◆ **EXERCISE 1**: List every column that the R tutorial on unnesting character data shows being kept by `select_if(is.list)`.
◆ **EXERCISE 2**: In the R tutorial on unnesting character data, how many variables does `select_if(is.list)` drop?
◆ **EXERCISE 3**: Continue the R tutorial on unnesting character data from its final line of code.

◆ **PAGE EXTRACT**:
<<<<

We start in the same way, first by creating a data frame and then by unnesting each component into a column:
chars <- tibble(char = got_chars)
chars
#> # A tibble: 30 x 1
#> char
#> <list>
#> 1 <named list [18]>
#> 2 <named list [18]>
#> 3 <named list [18]>
#> 4 <named list [18]>
#> 5 <named list [18]>
#> 6 <named list [18]>
#> # ... with 24 more rows
chars2 <- chars %>% unnest_wider(char)
chars2
#> # A tibble: 30 x 18
#> url id name gender culture born died alive titles aliases father
#> <chr> <int> <chr> <chr> <chr> <chr> <chr> <lgl> <list> <list> <chr>
#> 1 http~ 1022 Theo~ Male "Ironb~ "In ~ "" TRUE <chr ~ <chr [~ ""
#> 2 http~ 1052 Tyri~ Male "" "In ~ "" TRUE <chr ~ <chr [~ ""
#> 3 http~ 1074 Vict~ Male "Ironb~ "In ~ "" TRUE <chr ~ <chr [~ ""
#> 4 http~ 1109 Will Male "" "" "In ~ FALSE <chr ~ <chr [~ ""
#> 5 http~ 1166 Areo~ Male "Norvo~ "In ~ "" TRUE <chr ~ <chr [~ ""
#> 6 http~ 1267 Chett Male "" "At ~ "In ~ FALSE <chr ~ <chr [~ ""
#> # ... with 24 more rows, and 7 more variables: mother <chr>, spouse <chr>,
#> # allegiances <list>, books <list>, povBooks <list>, tvSeries <list>,
#> # playedBy <list>
This is more complex than gh_users
because some component of char are themselves a list, giving us a collection of list-columns:
chars2 %>% select_if(is.list)
#> select_if: dropped 11 variables (url, id, name, gender, culture, …)
#> # A tibble: 30 x 7
#> titles aliases allegiances books povBooks tvSeries playedBy
#> <list> <list> <list> <list> <list> <list> <list>
#> 1 <chr [3]> <chr [4]> <chr [1]> <chr [3]> <chr [2]> <chr [6]> <chr [1]>
#> 2 <chr [2]> <chr [11]> <chr [1]> <chr [2]> <chr [4]> <chr [6]> <chr [1]>
#> 3 <chr [2]> <chr [1]> <chr [1]> <chr [3]> <chr [2]> <chr [1]> <chr [1]>
#> 4 <chr [1]> <chr [1]> <??? [1]> <chr [1]> <chr [1]> <chr [1]> <chr [1]>
#> 5 <chr [1]> <chr [1]> <chr [1]> <chr [3]> <chr [2]> <chr [2]> <chr [1]>
#> 6 <chr [1]> <chr [1]> <??? [1]> <chr [2]> <chr [1]> <chr [1]> <chr [1]>
#> # ... with 24 more rows
What you do next will depend on the purposes of the analysis. Maybe you want a row for every book and TV series that the character appears in:
chars2 %>%
select(name, books, tvSeries) %>%
pivot_longer(c(books, tvSeries), names_to = "media", values_to = "value") %>%
unnest_longer(value)

>>>>

◆ **RECORD SET**:
<<<<

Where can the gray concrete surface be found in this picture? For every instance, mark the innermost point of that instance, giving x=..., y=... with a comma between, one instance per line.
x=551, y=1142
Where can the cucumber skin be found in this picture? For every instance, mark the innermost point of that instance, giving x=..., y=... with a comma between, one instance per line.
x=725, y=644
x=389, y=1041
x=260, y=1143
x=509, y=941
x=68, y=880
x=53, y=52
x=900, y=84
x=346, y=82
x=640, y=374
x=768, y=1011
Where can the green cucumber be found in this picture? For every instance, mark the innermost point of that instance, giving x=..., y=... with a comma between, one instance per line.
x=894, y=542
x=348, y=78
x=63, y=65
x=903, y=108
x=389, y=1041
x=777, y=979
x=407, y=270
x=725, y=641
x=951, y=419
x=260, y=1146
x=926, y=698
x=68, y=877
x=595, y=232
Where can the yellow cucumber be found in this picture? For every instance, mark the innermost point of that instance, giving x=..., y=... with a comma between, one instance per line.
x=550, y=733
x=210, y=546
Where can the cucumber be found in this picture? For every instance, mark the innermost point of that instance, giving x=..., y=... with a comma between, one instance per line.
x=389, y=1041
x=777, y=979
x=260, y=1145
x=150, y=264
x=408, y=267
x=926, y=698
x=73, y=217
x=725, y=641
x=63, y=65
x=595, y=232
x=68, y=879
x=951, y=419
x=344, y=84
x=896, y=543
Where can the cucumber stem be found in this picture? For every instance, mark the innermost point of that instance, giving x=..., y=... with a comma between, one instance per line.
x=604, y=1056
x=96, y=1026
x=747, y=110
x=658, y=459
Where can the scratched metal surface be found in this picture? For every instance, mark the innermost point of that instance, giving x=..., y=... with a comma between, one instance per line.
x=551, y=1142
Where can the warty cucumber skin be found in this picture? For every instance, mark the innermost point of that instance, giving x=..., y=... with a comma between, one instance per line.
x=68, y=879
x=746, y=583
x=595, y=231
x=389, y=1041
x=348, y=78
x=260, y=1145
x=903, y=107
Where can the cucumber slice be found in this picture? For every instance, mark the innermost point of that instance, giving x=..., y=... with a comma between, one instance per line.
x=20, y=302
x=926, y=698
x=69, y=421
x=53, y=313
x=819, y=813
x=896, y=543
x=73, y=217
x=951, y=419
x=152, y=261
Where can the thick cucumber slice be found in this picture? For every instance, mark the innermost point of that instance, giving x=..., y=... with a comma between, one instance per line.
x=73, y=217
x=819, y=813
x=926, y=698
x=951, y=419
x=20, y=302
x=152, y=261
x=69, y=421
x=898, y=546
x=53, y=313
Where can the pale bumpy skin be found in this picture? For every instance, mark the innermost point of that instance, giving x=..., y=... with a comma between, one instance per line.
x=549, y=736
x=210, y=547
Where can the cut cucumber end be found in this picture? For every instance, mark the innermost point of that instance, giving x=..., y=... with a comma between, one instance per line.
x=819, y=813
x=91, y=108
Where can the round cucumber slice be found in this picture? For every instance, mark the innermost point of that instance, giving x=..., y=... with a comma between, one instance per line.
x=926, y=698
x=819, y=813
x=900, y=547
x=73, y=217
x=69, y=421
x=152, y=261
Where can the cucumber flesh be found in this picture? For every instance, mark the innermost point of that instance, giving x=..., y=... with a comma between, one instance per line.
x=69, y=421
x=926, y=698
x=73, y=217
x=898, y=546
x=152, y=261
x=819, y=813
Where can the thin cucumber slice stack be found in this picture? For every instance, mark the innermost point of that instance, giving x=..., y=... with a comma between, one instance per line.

>>>>

◆ **EXPECTED ANSWER 1**: titles, aliases, allegiances, books, povBooks, tvSeries, playedBy

◆ **EXPECTED ANSWER 2**: 11

◆ **EXPECTED ANSWER 3**:
#> select: dropped 15 variables (url, id, gender, culture, born, …)
#> pivot_longer: reorganized (books, tvSeries) into (media, value) [was 30x3, now 60x3]
#> # A tibble: 180 x 3
#> name media value
#> <chr> <chr> <chr>
#> 1 Theon Greyjoy books A Game of Thrones
#> 2 Theon Greyjoy books A Storm of Swords
#> 3 Theon Greyjoy books A Feast for Crows
#> 4 Theon Greyjoy tvSeries Season 1
#> 5 Theon Greyjoy tvSeries Season 2
#> 6 Theon Greyjoy tvSeries Season 3
#> # ... with 174 more rows
Or maybe you want to build a table that lets you match title to name:
chars2 %>%
select(name, title = titles) %>%
unnest_longer(title)
#> select: renamed one variable (title) and dropped 16 variables
#> # A tibble: 60 x 2
#> name title
#> <chr> <chr>
#> 1 Theon Greyjoy Prince of Winterfell
#> 2 Theon Greyjoy Captain of Sea Bitch
#> 3 Theon Greyjoy Lord of the Iron Islands (by law of the green lands)
#> 4 Tyrion Lannister Acting Hand of the King (former)
#> 5 Tyrion Lannister Master of Coin (former)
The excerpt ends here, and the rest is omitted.